**Your instructions:** Line by line, return the data exactly as shown.

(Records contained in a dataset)
━━━

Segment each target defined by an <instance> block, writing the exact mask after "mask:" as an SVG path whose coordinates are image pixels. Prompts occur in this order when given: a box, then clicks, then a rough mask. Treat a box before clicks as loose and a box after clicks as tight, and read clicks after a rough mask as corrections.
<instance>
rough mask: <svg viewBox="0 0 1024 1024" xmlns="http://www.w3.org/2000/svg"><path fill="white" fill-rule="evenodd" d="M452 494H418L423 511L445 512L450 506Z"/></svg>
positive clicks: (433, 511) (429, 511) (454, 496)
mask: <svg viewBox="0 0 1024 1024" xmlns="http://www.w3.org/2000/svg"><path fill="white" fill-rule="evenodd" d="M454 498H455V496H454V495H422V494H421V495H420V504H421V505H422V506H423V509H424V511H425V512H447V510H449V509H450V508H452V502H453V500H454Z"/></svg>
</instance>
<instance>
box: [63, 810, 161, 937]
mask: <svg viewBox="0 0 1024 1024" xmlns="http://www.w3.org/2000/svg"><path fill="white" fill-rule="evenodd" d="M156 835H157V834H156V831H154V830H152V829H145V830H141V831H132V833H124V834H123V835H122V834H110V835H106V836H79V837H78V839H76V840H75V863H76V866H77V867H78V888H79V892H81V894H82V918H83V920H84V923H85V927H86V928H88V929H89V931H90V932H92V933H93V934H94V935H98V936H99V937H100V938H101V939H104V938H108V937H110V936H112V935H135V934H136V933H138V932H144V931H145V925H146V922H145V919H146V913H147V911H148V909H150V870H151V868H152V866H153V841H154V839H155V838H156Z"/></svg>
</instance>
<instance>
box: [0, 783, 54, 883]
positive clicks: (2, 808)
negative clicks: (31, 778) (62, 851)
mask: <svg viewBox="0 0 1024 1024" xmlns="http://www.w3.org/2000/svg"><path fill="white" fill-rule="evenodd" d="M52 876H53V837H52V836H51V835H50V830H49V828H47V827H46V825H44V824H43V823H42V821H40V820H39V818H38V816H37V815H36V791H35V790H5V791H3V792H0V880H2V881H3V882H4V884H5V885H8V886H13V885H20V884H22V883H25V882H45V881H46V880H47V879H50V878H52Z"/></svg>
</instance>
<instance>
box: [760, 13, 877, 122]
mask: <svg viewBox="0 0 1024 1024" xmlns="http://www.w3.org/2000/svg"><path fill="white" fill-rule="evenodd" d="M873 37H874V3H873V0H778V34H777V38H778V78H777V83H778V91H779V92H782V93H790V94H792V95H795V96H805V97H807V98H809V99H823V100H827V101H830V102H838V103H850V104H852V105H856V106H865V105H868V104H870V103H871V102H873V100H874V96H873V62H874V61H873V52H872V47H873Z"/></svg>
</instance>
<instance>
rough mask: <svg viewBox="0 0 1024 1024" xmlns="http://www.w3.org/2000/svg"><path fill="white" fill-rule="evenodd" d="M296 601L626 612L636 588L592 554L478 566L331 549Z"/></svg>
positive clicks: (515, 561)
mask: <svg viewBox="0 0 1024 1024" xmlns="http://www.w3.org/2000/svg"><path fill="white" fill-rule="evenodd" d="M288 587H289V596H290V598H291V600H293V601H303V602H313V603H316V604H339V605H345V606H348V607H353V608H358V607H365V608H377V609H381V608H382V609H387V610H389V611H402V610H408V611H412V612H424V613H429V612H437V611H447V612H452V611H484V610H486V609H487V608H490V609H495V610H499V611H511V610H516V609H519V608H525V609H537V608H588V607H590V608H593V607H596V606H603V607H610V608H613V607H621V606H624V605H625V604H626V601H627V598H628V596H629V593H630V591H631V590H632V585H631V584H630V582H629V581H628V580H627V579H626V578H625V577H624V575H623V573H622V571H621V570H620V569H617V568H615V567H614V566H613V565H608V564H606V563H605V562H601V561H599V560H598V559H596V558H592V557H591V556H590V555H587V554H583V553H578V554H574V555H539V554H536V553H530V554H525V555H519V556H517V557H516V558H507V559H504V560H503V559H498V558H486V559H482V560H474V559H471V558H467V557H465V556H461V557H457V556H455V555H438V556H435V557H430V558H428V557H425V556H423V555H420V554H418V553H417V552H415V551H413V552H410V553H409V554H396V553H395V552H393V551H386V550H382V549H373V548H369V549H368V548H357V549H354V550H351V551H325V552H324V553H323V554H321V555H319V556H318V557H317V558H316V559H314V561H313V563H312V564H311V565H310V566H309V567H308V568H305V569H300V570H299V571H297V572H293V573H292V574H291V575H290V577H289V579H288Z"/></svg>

━━━

**Answer for this exercise:**
Segment each target defined by an <instance> block, writing the exact mask after "mask:" as an SVG path whose coordinates are image pixels. Prompts occur in this order when given: a box, then clicks, then a rough mask. Treat a box before clicks as loose and a box after clicks as tight, and read clicks after a rough mask as corrections.
<instance>
rough mask: <svg viewBox="0 0 1024 1024" xmlns="http://www.w3.org/2000/svg"><path fill="white" fill-rule="evenodd" d="M452 494H418L423 511L445 512L450 506Z"/></svg>
positive clicks: (433, 511) (429, 511) (454, 496)
mask: <svg viewBox="0 0 1024 1024" xmlns="http://www.w3.org/2000/svg"><path fill="white" fill-rule="evenodd" d="M454 498H455V496H454V495H422V494H421V495H420V504H421V505H422V506H423V509H424V511H425V512H447V510H449V509H450V508H452V502H453V500H454Z"/></svg>
</instance>
<instance>
box: [63, 810, 161, 937]
mask: <svg viewBox="0 0 1024 1024" xmlns="http://www.w3.org/2000/svg"><path fill="white" fill-rule="evenodd" d="M156 835H157V834H156V831H154V830H152V829H145V830H141V831H132V833H124V834H123V835H122V834H110V835H106V836H79V837H78V839H76V840H75V863H76V866H77V867H78V888H79V892H81V894H82V918H83V920H84V923H85V927H86V928H88V929H89V931H90V932H92V933H93V934H94V935H98V936H99V937H100V938H101V939H104V938H108V937H110V936H112V935H135V934H136V933H138V932H144V931H145V925H146V922H145V919H146V913H147V911H148V909H150V870H151V868H152V866H153V841H154V839H155V838H156Z"/></svg>
</instance>
<instance>
box: [0, 783, 54, 883]
positive clicks: (2, 808)
negative clicks: (31, 778) (62, 851)
mask: <svg viewBox="0 0 1024 1024" xmlns="http://www.w3.org/2000/svg"><path fill="white" fill-rule="evenodd" d="M52 876H53V837H52V836H51V835H50V830H49V828H47V827H46V825H44V824H43V823H42V821H40V820H39V818H38V816H37V815H36V791H35V790H5V791H3V792H0V880H2V881H3V882H4V884H5V885H8V886H13V885H20V884H22V883H25V882H45V881H46V880H47V879H50V878H52Z"/></svg>
</instance>
<instance>
box: [760, 13, 877, 122]
mask: <svg viewBox="0 0 1024 1024" xmlns="http://www.w3.org/2000/svg"><path fill="white" fill-rule="evenodd" d="M873 37H874V3H873V0H778V34H777V38H778V78H777V83H778V91H779V92H782V93H790V94H792V95H795V96H805V97H807V98H809V99H823V100H827V101H830V102H838V103H850V104H852V105H856V106H865V105H868V104H870V103H871V102H873V100H874V96H873V62H874V61H873V52H872V47H873Z"/></svg>
</instance>
<instance>
rough mask: <svg viewBox="0 0 1024 1024" xmlns="http://www.w3.org/2000/svg"><path fill="white" fill-rule="evenodd" d="M296 601L626 612L636 588L592 554L478 566L331 549Z"/></svg>
positive clicks: (515, 561)
mask: <svg viewBox="0 0 1024 1024" xmlns="http://www.w3.org/2000/svg"><path fill="white" fill-rule="evenodd" d="M288 587H289V596H290V598H291V600H293V601H303V602H313V603H316V604H339V605H345V606H348V607H353V608H358V607H365V608H377V609H381V608H382V609H387V610H389V611H402V610H408V611H412V612H424V613H429V612H437V611H447V612H452V611H484V610H486V609H487V608H490V609H495V610H499V611H511V610H516V609H519V608H525V609H537V608H588V607H590V608H593V607H596V606H603V607H610V608H613V607H621V606H624V605H625V604H626V601H627V598H628V596H629V593H630V591H631V590H632V585H631V584H630V582H629V581H628V580H627V579H626V578H625V577H624V575H623V573H622V571H621V570H620V569H617V568H615V567H614V566H613V565H608V564H606V563H605V562H601V561H599V560H598V559H596V558H592V557H591V556H590V555H587V554H583V553H578V554H574V555H539V554H536V553H530V554H525V555H519V556H517V557H516V558H507V559H504V560H503V559H498V558H486V559H482V560H474V559H471V558H467V557H465V556H461V557H457V556H455V555H438V556H435V557H430V558H428V557H425V556H423V555H420V554H418V553H417V552H415V551H413V552H410V553H409V554H396V553H395V552H393V551H386V550H382V549H373V548H369V549H368V548H357V549H354V550H351V551H325V552H324V553H323V554H321V555H319V556H318V557H317V558H316V559H314V561H313V563H312V564H311V565H310V566H309V567H308V568H305V569H300V570H299V571H297V572H293V573H292V574H291V575H290V577H289V579H288Z"/></svg>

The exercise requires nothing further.